#### EXERCISE INPUT ####

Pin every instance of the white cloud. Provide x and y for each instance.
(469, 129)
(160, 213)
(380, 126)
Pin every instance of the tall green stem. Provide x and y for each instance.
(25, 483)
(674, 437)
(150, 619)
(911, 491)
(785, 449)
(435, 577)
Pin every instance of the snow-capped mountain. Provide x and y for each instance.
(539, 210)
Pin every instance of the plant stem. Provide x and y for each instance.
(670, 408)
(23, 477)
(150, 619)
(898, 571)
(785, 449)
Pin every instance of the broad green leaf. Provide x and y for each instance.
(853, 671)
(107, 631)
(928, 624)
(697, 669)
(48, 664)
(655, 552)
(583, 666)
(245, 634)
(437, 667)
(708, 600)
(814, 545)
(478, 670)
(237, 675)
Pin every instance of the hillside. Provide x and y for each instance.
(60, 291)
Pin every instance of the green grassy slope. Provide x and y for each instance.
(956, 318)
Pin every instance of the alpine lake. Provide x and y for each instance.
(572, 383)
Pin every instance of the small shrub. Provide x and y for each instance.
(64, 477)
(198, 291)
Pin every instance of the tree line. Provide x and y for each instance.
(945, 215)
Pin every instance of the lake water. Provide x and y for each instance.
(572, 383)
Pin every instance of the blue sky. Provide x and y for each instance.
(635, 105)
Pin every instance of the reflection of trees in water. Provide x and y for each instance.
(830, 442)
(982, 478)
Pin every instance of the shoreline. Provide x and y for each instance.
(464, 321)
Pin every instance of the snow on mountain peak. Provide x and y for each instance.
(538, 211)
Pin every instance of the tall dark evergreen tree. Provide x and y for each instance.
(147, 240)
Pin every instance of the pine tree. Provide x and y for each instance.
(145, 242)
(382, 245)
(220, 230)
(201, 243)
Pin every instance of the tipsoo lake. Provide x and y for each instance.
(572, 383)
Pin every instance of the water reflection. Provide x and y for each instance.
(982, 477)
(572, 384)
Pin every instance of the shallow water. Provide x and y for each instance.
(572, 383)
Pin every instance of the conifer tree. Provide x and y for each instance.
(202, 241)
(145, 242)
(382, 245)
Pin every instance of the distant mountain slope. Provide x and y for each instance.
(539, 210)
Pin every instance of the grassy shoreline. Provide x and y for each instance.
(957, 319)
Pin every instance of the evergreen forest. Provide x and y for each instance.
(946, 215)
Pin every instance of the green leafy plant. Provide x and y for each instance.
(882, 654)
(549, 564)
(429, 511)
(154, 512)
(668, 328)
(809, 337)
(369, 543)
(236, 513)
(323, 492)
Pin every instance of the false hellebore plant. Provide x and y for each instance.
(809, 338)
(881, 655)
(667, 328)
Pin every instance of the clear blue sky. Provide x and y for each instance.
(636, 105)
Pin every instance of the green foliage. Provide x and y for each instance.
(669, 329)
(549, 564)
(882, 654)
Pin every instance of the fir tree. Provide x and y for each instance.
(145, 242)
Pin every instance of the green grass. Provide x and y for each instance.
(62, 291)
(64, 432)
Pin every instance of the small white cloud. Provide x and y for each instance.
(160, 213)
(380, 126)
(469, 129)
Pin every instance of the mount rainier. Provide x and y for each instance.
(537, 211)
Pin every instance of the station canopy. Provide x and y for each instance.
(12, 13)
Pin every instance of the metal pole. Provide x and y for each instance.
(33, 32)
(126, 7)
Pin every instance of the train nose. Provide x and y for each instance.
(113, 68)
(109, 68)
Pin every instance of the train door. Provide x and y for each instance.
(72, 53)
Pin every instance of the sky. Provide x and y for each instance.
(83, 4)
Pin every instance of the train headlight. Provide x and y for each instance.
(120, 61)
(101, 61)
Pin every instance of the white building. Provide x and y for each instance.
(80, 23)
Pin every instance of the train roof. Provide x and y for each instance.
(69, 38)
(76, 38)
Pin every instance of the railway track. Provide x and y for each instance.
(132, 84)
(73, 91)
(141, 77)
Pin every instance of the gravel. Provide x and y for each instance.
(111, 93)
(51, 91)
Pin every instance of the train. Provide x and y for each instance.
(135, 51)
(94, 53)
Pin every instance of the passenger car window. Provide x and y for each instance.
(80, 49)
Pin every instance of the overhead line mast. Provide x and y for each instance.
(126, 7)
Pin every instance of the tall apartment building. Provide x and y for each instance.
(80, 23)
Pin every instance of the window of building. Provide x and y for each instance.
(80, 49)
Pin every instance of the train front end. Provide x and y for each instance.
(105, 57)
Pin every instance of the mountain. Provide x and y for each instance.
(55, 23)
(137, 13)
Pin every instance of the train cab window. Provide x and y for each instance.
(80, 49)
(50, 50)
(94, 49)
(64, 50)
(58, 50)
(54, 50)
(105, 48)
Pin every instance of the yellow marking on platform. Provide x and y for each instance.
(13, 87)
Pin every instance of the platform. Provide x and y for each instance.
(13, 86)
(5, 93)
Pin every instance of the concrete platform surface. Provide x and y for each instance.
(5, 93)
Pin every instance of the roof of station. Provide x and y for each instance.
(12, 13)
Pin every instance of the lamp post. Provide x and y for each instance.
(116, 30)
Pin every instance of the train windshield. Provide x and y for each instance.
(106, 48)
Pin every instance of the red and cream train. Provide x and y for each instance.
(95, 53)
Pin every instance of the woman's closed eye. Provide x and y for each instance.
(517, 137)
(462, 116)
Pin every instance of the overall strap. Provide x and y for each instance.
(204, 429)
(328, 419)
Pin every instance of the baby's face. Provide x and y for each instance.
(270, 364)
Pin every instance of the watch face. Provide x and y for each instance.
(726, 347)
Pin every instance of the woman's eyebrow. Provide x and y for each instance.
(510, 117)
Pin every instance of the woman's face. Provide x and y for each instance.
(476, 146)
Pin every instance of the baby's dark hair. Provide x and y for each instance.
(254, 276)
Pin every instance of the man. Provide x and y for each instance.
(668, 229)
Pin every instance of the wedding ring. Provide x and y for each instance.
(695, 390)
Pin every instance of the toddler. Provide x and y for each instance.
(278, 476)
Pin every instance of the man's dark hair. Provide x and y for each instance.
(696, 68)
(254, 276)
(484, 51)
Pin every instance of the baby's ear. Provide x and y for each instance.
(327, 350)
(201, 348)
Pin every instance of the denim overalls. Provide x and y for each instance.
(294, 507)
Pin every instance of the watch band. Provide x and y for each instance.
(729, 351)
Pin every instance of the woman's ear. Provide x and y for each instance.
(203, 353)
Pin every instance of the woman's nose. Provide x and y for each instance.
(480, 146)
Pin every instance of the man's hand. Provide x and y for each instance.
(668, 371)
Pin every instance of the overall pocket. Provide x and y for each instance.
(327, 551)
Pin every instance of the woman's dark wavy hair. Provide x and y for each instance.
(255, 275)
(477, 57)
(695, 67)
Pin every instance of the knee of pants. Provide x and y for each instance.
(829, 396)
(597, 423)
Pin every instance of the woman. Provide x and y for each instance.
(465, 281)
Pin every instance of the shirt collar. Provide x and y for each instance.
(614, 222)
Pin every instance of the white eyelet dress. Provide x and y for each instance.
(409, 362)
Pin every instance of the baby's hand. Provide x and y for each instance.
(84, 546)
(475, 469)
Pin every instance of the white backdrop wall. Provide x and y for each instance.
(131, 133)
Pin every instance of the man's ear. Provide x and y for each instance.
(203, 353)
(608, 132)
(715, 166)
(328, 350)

####

INSTRUCTIONS TO FOLLOW:
Please print out every entry again, exactly as it reads.

PROBLEM SOLUTION:
Pin every instance of the white cloud. Provide x and y for each instance.
(469, 129)
(160, 213)
(380, 126)
Pin every instance of the tall green stem. Provide x and y for each instance.
(25, 483)
(674, 437)
(150, 619)
(911, 491)
(785, 449)
(435, 577)
Pin every instance of the snow-capped mountain. Provide x and y for each instance.
(539, 210)
Pin every instance of the plant stem. Provide x and y for each instance.
(670, 408)
(23, 477)
(150, 619)
(898, 571)
(785, 449)
Pin every instance of the broad green leaf. Provide x and y for each instance.
(853, 671)
(107, 631)
(928, 624)
(697, 669)
(48, 664)
(655, 552)
(583, 666)
(245, 634)
(437, 667)
(708, 600)
(814, 545)
(478, 670)
(237, 675)
Pin every instance of the hillside. Provide x and y for each instance.
(60, 291)
Pin every instance of the green grassy slope. Provide x and y for each instance.
(956, 318)
Pin every instance of the alpine lake. Provide x and y for each instance.
(572, 383)
Pin every instance of the small shrub. Provide x and y for each instance.
(64, 477)
(198, 291)
Pin every instance of the tree line. Provide x and y for each instance.
(945, 215)
Pin every instance of the lake water. Provide x and y for each instance.
(572, 383)
Pin every instance of the blue sky. Provide x and y for each instance.
(635, 105)
Pin every instance of the reflection of trees in water. Provide x and y for each instance.
(830, 442)
(982, 478)
Pin every instance of the shoreline. Provide x and y for each instance.
(464, 321)
Pin every instance of the snow on mountain peak. Provide x and y for each instance.
(538, 211)
Pin every instance of the tall dark evergreen tree. Provide x and y for each instance.
(147, 240)
Pin every instance of the pine tree. Provide x and y for each instance.
(145, 242)
(382, 245)
(220, 230)
(201, 243)
Pin every instance of the tipsoo lake. Provide x and y for each instance.
(572, 383)
Pin every instance of the water reflection. Provide x and y for each instance.
(982, 477)
(572, 384)
Pin every instance of the shallow water. Provide x and y for each instance.
(572, 383)
Pin every instance of the conifer tree. Provide x and y for each instance.
(202, 241)
(145, 242)
(382, 245)
Pin every instance of the distant mountain slope. Provide x and y for each instance.
(539, 210)
Pin every instance of the grassy shoreline. Provide x and y for each instance.
(957, 319)
Pin every instance of the evergreen forest. Provide x and y for each instance.
(946, 215)
Pin every instance of the green leafy plant. Provide x and y for each instance.
(882, 654)
(549, 564)
(429, 511)
(154, 512)
(668, 328)
(809, 337)
(369, 543)
(236, 513)
(323, 492)
Pin every instance of the false hellebore plant. Provide x and y for each instance.
(809, 338)
(881, 655)
(667, 328)
Pin every instance of the clear blue sky. Provide x and y for each instance.
(636, 105)
Pin every instance of the green foliage. Provide x and y for each instance.
(669, 329)
(549, 564)
(882, 654)
Pin every instance of the fir tree. Provide x and y for each instance.
(145, 242)
Pin every instance of the green grass. Provide x and y for each instance.
(62, 291)
(64, 432)
Pin every instance of the small white cloud. Provide x and y for each instance.
(160, 213)
(380, 126)
(469, 129)
Pin every instance of the mount rainier. Provide x and y for each instance.
(537, 211)
Pin every instance of the station canopy. Provide x and y for each instance.
(12, 13)
Pin every instance of the metal pole. Provide x and y for each instance.
(33, 32)
(126, 7)
Pin every instance of the train nose. Provide x and y for each instance.
(113, 68)
(109, 68)
Pin every instance of the train door. Provide x and y for each instance.
(72, 53)
Pin every instance of the sky. Provide x and y for each instance.
(83, 4)
Pin every instance of the train headlight. Provide x and y for each instance.
(120, 61)
(101, 61)
Pin every instance of the white building. Provide x and y for each instance.
(80, 23)
Pin every instance of the train roof. Provide x and y for each instance.
(69, 38)
(76, 38)
Pin every instance of the railway track. Provide x and y for each instance.
(132, 84)
(73, 91)
(141, 77)
Pin every instance of the gravel. Provide x and y for each instance.
(111, 93)
(51, 91)
Pin every instance of the train. Provide x and y for each instance.
(135, 51)
(94, 53)
Pin every instance of the passenger car window. Provide x and y for each instance.
(80, 49)
Pin every instance of the overhead line mast. Provide x and y for each instance.
(126, 7)
Pin every instance of the tall apartment building. Provide x and y for each instance.
(80, 23)
Pin every instance of the window of building. Provide x and y for each instance.
(80, 49)
Pin every instance of the train front end. Provide x and y for each instance.
(105, 57)
Pin every instance of the mountain. Provide x and y for each instance.
(55, 23)
(137, 13)
Pin every instance of the train cab window. Provide x and y for each instance.
(80, 49)
(50, 50)
(94, 49)
(64, 50)
(58, 50)
(54, 50)
(105, 48)
Pin every instance of the yellow marking on platform. Provide x and y for each instance.
(13, 87)
Pin every instance of the platform. Provide x and y for each instance.
(13, 86)
(5, 93)
Pin every instance of the concrete platform surface. Provide x and y for each instance.
(5, 93)
Pin every instance of the roof of station. Provide x and y for each instance.
(12, 13)
Pin every instance of the lamp post. Provide x and y for each instance.
(116, 30)
Pin every instance of the train windshield. Provide x and y for each instance.
(106, 48)
Pin every instance of the red and cream train. Provide x and y for each instance.
(95, 53)
Pin every instance of the woman's closed eye. Provide x and y for each instance.
(517, 137)
(462, 116)
Pin every instance of the overall strap. Provide x and y for each instance.
(204, 429)
(328, 419)
Pin every instance of the baby's face. Provide x and y for each instance.
(270, 364)
Pin every instance of the watch face. Provide x and y for each instance.
(726, 347)
Pin every instance of the woman's eyebrow. Provide x and y for each instance.
(510, 117)
Pin every instance of the woman's face. Provide x and y for each instance.
(476, 146)
Pin every instance of the baby's dark hair. Provide x and y for each instance.
(254, 276)
Pin every instance of the man. Provide x and y for each instance.
(668, 229)
Pin every instance of the wedding ring. Provide x and y for each instance.
(695, 390)
Pin every instance of the toddler. Provide x and y for each instance.
(278, 476)
Pin every instance of the man's dark hair. Provide x and y for each instance.
(696, 68)
(254, 276)
(484, 51)
Pin every instance of the baby's ear. Provide x and y for each instance.
(327, 350)
(201, 348)
Pin every instance of the denim overalls. Provide x and y for each instance.
(294, 507)
Pin every instance of the watch band. Provide x and y for each instance.
(729, 351)
Pin every instance of the woman's ear. Provide x and y for each instance.
(203, 353)
Pin every instance of the woman's nose. Provide x and y for each instance.
(480, 146)
Pin every instance of the man's hand. Provide x and y for each instance.
(668, 371)
Pin every instance of the overall pocket. Provide x and y for each instance.
(327, 551)
Pin every instance of the woman's dark wavy hair. Provide x and y for each instance.
(255, 275)
(477, 57)
(695, 67)
Pin every instance of the knee of pants. Provide x and y for each instance.
(829, 396)
(597, 423)
Pin every instance of the woman. Provide x and y for each instance.
(465, 281)
Pin every instance of the shirt collar. Provide x and y for each instance.
(614, 222)
Pin every instance of the white eyelet dress. Provide x and y for each instance.
(409, 362)
Pin every instance of the baby's hand. Provide x and y for each instance.
(84, 546)
(475, 469)
Pin every instance of the white backdrop wall. Provide x and y for each instance.
(131, 133)
Pin every instance of the man's ear. Provide x and y for each instance.
(203, 353)
(608, 132)
(715, 166)
(328, 350)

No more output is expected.